* TASK *
Go through the entries below line by line and tally those holding "every"; write only the tally.

* RECORDS FOR PROCESSING *
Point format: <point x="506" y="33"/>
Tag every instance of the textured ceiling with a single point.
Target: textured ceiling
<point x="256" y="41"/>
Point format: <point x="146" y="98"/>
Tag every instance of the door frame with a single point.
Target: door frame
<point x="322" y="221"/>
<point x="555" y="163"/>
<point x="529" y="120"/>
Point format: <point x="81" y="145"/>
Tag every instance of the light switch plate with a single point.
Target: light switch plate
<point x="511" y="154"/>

---

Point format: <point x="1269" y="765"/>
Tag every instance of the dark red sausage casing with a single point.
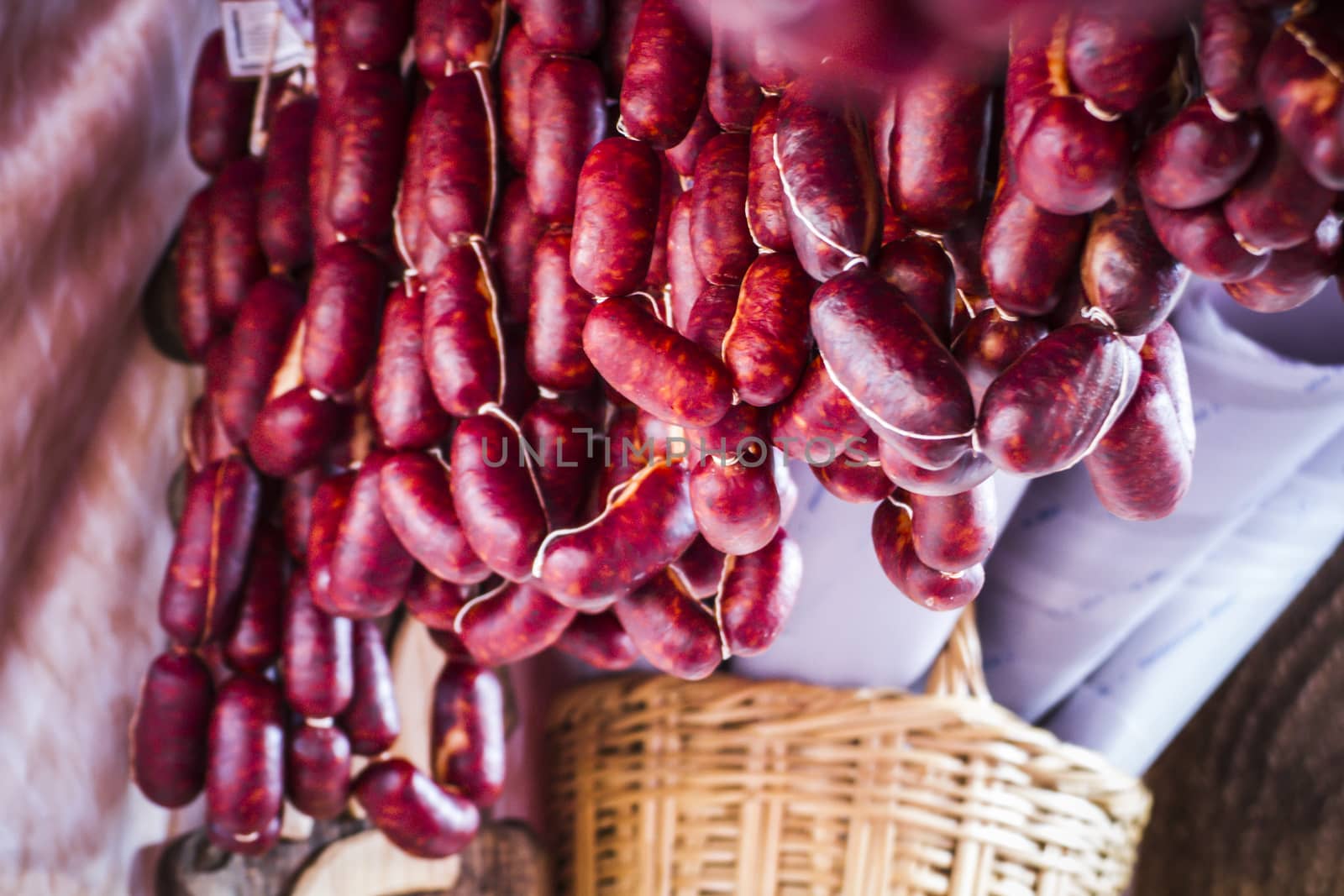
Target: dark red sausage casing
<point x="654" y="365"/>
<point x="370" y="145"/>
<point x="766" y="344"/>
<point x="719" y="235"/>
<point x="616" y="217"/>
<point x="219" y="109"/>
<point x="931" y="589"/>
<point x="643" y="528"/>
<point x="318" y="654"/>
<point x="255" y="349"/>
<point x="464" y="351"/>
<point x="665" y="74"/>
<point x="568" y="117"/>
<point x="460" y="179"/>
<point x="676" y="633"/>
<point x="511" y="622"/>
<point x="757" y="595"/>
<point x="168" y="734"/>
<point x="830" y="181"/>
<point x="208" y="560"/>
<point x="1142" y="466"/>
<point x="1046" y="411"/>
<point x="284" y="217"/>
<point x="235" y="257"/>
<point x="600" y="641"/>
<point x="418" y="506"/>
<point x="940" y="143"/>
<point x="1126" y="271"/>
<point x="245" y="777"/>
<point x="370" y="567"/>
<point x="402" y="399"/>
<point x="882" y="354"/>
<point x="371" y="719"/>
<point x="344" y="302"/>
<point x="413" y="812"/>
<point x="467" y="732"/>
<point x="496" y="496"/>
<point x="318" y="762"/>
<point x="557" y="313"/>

* RESULT OF THE EXERCISE *
4